Texto apresentado ▸
********
Não faltam motivos para isso, apesar do avanço da vacinação em massa e da redução do número de óbitos diários pela covid-19, que o povo atribui aos governadores e aos prefeitos. Com justa razão, Bolsonaro é identificado com o vírus da pandemia e não com a vacina. Fez tudo o que podia e não deveria para isso. Ontem mesmo, andou falando que as pessoas que tomaram a CoronaVac, a vacina chinesa produzida pelo Instituto Butantan, estão morrendo. Sua avaliação positiva caiu de 22 para 21%, enquanto a de governadores subiu de 36% para 46% e a dos prefeitos, de 45% para 55% — mesmo com o presidente da República culpando-os pela crise sanitária.
O estrago feito pelo ex-ministro Eduardo Pazuello e sua equipe de militares na Saúde, desnudado pela CPI do Senado, é irreversível: 57% da população acreditam no envolvimento do governo e de alguns de seus membros na corrupção. O apoio à CPI é robusto e inversamente proporcional: 57%. Na pesquisa, 67% dos entrevistados disseram que acompanham a CPI e 74% dos brasileiros perderam um parente, amigo ou colega na pandemia. O pior dos mundos para Bolsonaro é a percepção da economia, negativa para 63% da população. Em julho, eram 57%.
Ou seja, mesmo com alguns indicadores positivos, como o crescimento do PIB, e medidas recentes para ajudar a população de mais baixa renda, como o Auxílio Brasil, o programa federal que substituirá o Bolsa Família, o povo se queixa da inflação, dos juros altos e do desemprego, que formam um círculo vicioso. Nas simulações eleitorais, Bolsonaro perderia para Lula, Ciro Gomes, Sergio Moro, Luís Henrique Mandetta, João Doria e Eduardo Leite. Se aparecer mais um candidato, talvez perca para ele também. A expectativa de poder que mantém não se sustenta no seu projeto eleitoral, mas no governo como forma mais concentrada de poder e na narrativa do golpe de Estado. Esse é o xis da questão.
********
Dados fornecidos ▸
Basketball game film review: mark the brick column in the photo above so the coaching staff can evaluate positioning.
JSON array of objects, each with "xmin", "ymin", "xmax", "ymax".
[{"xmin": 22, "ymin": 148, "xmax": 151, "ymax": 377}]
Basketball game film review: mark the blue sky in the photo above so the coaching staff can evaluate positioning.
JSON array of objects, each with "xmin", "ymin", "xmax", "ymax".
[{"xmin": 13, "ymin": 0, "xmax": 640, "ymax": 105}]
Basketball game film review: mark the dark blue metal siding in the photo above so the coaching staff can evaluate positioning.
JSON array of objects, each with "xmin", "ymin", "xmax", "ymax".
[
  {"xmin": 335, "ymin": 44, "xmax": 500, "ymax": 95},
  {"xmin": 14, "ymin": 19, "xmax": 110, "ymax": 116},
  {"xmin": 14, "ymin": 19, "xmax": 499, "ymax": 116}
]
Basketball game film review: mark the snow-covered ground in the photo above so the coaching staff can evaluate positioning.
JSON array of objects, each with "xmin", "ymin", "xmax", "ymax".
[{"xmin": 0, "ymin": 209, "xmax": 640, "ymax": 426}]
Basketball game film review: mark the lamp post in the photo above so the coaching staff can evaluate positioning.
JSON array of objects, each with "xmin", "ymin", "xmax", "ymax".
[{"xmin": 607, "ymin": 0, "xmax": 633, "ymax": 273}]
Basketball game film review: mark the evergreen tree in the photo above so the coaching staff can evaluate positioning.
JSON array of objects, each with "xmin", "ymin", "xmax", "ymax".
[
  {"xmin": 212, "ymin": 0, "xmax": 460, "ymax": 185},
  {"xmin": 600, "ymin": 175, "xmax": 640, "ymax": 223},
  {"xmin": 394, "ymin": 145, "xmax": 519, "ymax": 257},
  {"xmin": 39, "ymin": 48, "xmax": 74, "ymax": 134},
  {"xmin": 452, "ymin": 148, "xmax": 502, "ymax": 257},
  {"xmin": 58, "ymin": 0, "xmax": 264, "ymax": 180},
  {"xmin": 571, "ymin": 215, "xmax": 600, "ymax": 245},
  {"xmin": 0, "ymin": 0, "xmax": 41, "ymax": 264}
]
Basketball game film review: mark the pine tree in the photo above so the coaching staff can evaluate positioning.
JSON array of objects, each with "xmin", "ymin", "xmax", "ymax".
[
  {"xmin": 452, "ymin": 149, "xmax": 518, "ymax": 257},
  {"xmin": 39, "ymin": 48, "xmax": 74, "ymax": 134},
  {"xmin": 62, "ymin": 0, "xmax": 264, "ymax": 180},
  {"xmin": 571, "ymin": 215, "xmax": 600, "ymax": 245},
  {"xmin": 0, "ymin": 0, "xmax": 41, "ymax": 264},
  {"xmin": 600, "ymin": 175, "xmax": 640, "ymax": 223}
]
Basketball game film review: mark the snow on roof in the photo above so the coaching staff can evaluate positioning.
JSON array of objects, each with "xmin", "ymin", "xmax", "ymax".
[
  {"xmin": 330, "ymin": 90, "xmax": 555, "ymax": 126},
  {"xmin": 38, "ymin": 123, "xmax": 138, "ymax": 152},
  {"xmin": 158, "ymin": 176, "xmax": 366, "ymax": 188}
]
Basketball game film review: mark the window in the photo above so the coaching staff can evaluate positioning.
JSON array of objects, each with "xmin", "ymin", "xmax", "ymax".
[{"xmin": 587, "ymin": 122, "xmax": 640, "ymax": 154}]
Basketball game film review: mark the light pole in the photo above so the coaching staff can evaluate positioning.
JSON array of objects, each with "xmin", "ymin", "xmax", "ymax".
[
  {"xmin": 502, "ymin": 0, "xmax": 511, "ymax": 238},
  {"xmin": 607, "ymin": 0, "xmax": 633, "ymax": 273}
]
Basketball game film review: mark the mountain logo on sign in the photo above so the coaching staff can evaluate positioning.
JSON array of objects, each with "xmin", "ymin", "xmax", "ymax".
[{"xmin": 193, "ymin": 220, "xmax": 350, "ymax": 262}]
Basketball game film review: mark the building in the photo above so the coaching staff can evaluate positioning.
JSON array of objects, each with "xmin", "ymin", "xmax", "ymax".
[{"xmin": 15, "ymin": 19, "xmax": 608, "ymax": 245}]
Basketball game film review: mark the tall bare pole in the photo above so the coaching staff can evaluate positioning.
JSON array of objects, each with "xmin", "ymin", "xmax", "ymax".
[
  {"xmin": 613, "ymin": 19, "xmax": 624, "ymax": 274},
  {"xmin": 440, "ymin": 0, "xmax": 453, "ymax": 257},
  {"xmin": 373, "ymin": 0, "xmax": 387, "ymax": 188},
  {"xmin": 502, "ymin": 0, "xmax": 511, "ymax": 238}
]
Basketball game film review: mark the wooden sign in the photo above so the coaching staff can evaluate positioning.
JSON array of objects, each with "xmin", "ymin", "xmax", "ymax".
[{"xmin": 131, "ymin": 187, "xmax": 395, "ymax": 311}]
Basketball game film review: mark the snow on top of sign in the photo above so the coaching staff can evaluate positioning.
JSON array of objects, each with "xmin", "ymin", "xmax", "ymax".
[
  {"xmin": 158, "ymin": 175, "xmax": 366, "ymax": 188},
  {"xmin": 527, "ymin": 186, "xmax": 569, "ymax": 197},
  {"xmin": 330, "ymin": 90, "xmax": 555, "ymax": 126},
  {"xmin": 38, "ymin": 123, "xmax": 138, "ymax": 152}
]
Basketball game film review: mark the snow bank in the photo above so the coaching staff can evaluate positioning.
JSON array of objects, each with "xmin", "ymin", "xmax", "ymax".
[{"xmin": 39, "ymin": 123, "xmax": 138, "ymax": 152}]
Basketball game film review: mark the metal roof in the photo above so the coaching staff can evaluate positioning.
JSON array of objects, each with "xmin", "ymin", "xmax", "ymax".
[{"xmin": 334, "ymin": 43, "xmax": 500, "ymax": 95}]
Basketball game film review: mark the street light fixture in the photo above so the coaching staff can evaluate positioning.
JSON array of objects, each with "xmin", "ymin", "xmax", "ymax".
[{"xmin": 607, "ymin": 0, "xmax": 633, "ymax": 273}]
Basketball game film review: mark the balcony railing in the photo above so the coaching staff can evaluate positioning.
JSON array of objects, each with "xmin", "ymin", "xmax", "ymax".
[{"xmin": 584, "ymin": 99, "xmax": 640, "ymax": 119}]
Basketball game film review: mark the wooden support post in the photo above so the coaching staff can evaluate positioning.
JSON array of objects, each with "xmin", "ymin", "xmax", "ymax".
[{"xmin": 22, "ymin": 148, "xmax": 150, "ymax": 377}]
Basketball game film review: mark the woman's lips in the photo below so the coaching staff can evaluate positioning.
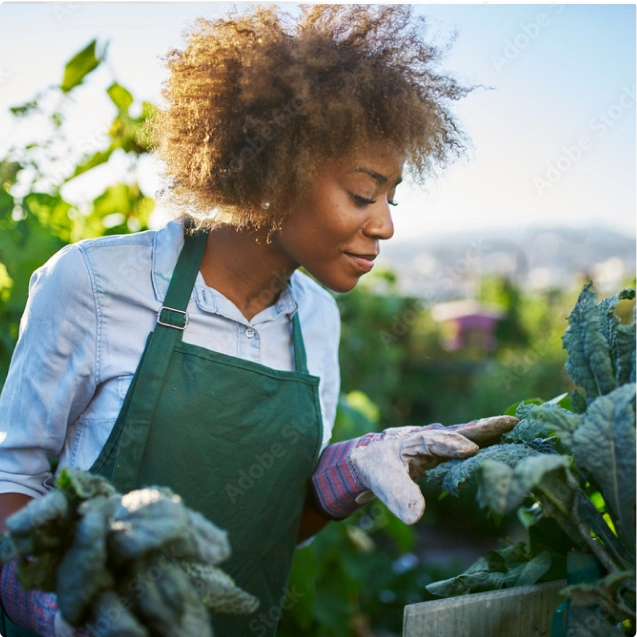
********
Tarefas e exercícios ▸
A - Responda com base no texto apresentado:
(i) De quanto para quanto caiu a avaliação positiva de Bolsonaro?
(ii) Para que percentual da população a percepção da economia é negativa?
(iii) Qual programa federal substituirá o Bolsa Família?
B - Reproduza o trecho do texto apresentado que começa nas palavras "Ou seja, mesmo" e termina após as palavras "xis da questão.".

Respostas do exercício ▸
A -
(i) De 22% para 21%.
(ii) Para 63% da população.
(iii) O Auxílio Brasil.

B -
Ou seja, mesmo com alguns indicadores positivos, como o crescimento do PIB, e medidas recentes para ajudar a população de mais baixa renda, como o Auxílio Brasil, o programa federal que substituirá o Bolsa Família, o povo se queixa da inflação, dos juros altos e do desemprego, que formam um círculo vicioso. Nas simulações eleitorais, Bolsonaro perderia para Lula, Ciro Gomes, Sergio Moro, Luís Henrique Mandetta, João Doria e Eduardo Leite. Se aparecer mais um candidato, talvez perca para ele também. A expectativa de poder que mantém não se sustenta no seu projeto eleitoral, mas no governo como forma mais concentrada de poder e na narrativa do golpe de Estado. Esse é o xis da questão.